EXTRAIT DU TEXTE:
────────────────────────────────────────

225.En cas de prolongation de la garde à vue, la personne détenue peut également solliciter l’assistance d’un conseil parmi les avocats inscrits au tableau de l’ordre des avocats ou admis en stage. L’avocat désigné peut communiquer, y compris par téléphone ou par tous autres moyens de communication, s’il ne peut se déplacer dans les meilleurs délais, avec la personne gardée à vue dans des conditions qui garantissent la confidentialité de l’entretien.

226.Lorsque des abus sont constatés, notamment des actes de torture, les faits sont portés à la connaissance du Procureur Général qui engage contre les auteurs présumés, membres des forces de police ou de gendarmerie, des poursuites pénales devant la Chambre d’accusation.

227.L’État du Sénégal espère, légitimement, qu’avec ces précisions apportées au Comité, tous les doutes portant sur l’efficacité de la législation sénégalaise à assurer le plein respect des droits fondamentaux de la personne placée en garde à vue seront dissipés.

Le Comité a recommandé à l’État du Sénégal d’envisager, dans la réforme législative qu’il est en train d’effectuer, d’introduire explicitement dans la législation nationale les dispositions suivantes:

a)Définition de la torture, conformément à l’article premier de la Convention, et incrimination de la torture comme infraction générale, en application de l’article 4 de la Convention; cette dernière disposition rendrait entre autres possible pour l’État partie d’exercer la juridiction universelle prévue par les articles 5 et suivants de la Convention;

b)L’interdiction générale de tout acte de torture devrait insister sur le fait qu’aucune circonstance exceptionnelle ne peut être invoquée pour justifier la torture, conformément au paragraphe 2 de l’article 2 de la Convention;

c)Prescription expressisverbis du fait que l’ordre d’un supérieur ou d’une autorité publique ne peut être invoqué pour justifier la torture, conformément au paragraphe 3 de l’article 2 de la Convention;

d)Interdiction explicite d’obtenir des preuves par la torture, et interdiction d’invoquer toute déclaration dont il a été établi qu’elle a été obtenue de telle manière comme élément de preuve dans une procédure quelconque, conformément à l’article 15 de la Convention.

228.Cette recommandation a été entièrement et parfaitement satisfaite en ce qui concerne les points a, b et c. La reproduction intégrale de l’article 295-1 du Code pénal permet de s’en convaincre:

229.«Constituent des tortures, les blessures, coups, violences physiques ou mentales ou autres voies de fait volontairement exercés par un agent de la fonction publique ou par toutes autres personnes agissant à titre officiel ou à son instigation ou avec consentement exprès ou tacite, soit dans le but d’obtenir des renseignements ou des aveux, de faire subir des représailles ou de procéder à des actes d’intimidation, soit dans un but de discrimination quelconque.

Aucune circonstance exceptionnelle quelle qu’elle soit, qu’il s’agisse de l’état de guerre ou de menace de guerre, d’instabilité politique intérieure ou de tout acte d’exception, ne pourra être invoquée pour justifier la torture.»

L’ordre d’un supérieur ou d’une autorité politique ne pourra être invoqué pour justifier la torture.»

────────────────────────────────────────

EXERCICE COURT 1: Recopiez fidèlement les entrées en partant de la ligne qui contient « target | low cloud bank » et en allant jusqu'à la dernière entrée, ces deux limites comprises.
Les entrées n'ont aucun lien avec le texte sur la torture.

(Entrées de données recueillies)
────────────────────────────────────────

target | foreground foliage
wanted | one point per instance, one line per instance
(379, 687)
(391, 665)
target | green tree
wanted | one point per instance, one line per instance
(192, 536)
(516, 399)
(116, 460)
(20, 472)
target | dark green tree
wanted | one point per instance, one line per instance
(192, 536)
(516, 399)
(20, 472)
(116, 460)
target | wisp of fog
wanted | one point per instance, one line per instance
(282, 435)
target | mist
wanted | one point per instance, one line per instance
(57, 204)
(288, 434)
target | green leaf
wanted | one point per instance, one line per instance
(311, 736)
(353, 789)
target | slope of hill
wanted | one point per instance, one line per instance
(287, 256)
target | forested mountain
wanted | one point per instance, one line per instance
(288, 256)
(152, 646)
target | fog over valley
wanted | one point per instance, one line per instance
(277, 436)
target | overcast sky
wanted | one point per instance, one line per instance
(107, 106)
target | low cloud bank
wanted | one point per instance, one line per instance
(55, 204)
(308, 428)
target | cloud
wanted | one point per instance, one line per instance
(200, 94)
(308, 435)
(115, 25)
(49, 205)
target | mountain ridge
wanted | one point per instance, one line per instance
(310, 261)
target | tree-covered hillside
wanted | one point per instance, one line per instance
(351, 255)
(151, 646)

────────────────────────────────────────

EXERCICE COURT 2: Reproduisez le passage du texte sur la torture qui commence à « c)Prescription expressisverbis du » et se termine à « de la Convention. », en substituant « chef hiérarchique » à « supérieur ».

RÉPONSE FINALE 1:
target | low cloud bank
wanted | one point per instance, one line per instance
(55, 204)
(308, 428)
target | cloud
wanted | one point per instance, one line per instance
(200, 94)
(308, 435)
(115, 25)
(49, 205)
target | mountain ridge
wanted | one point per instance, one line per instance
(310, 261)
target | tree-covered hillside
wanted | one point per instance, one line per instance
(351, 255)
(151, 646)

RÉPONSE FINALE 2:
c)Prescription expressisverbis du fait que l’ordre d’un chef hiérarchique ou d’une autorité publique ne peut être invoqué pour justifier la torture, conformément au paragraphe 3 de l’article 2 de la Convention;

d)Interdiction explicite d’obtenir des preuves par la torture, et interdiction d’invoquer toute déclaration dont il a été établi qu’elle a été obtenue de telle manière comme élément de preuve dans une procédure quelconque, conformément à l’article 15 de la Convention.